-- Task --
Copy out the data below word for word, keeping every line in its original order.

--------------------

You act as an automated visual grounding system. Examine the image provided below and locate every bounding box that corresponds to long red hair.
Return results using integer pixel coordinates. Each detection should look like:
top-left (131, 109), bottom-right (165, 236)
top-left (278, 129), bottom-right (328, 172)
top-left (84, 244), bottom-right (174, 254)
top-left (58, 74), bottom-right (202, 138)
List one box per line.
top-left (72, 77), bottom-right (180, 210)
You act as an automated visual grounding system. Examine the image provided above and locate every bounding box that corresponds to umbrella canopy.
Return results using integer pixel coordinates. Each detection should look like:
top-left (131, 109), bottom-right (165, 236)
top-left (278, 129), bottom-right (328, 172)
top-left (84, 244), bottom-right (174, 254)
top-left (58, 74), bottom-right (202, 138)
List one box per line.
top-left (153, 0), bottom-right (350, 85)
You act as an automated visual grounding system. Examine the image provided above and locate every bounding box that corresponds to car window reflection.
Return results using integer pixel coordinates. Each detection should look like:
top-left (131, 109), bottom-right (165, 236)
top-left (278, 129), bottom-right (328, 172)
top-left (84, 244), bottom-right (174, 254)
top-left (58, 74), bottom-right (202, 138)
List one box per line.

--------------------

-- Written solution --
You act as an automated visual grounding system. Examine the image provided below and locate every bounding box that corresponds to long red hair.
Return results using integer pixel coordinates. Each detection should look like:
top-left (131, 109), bottom-right (165, 236)
top-left (278, 129), bottom-right (328, 172)
top-left (84, 244), bottom-right (174, 254)
top-left (58, 74), bottom-right (202, 138)
List one box per line.
top-left (72, 77), bottom-right (180, 210)
You act as an automated visual grounding system. Examine the image provided above and locate every bounding box that corresponds to umbrella canopy.
Return results using integer pixel coordinates. Each detection should look like:
top-left (131, 109), bottom-right (165, 236)
top-left (278, 129), bottom-right (328, 172)
top-left (84, 244), bottom-right (174, 254)
top-left (58, 74), bottom-right (202, 138)
List one box per line.
top-left (153, 0), bottom-right (350, 85)
You act as an automated visual grounding system. Examine the image provided above and locate every bounding box that corresponds to car window reflection.
Return results using integer pixel coordinates. Each detection should look like:
top-left (131, 109), bottom-right (165, 236)
top-left (278, 129), bottom-right (328, 172)
top-left (84, 244), bottom-right (174, 254)
top-left (58, 74), bottom-right (202, 138)
List one box per line.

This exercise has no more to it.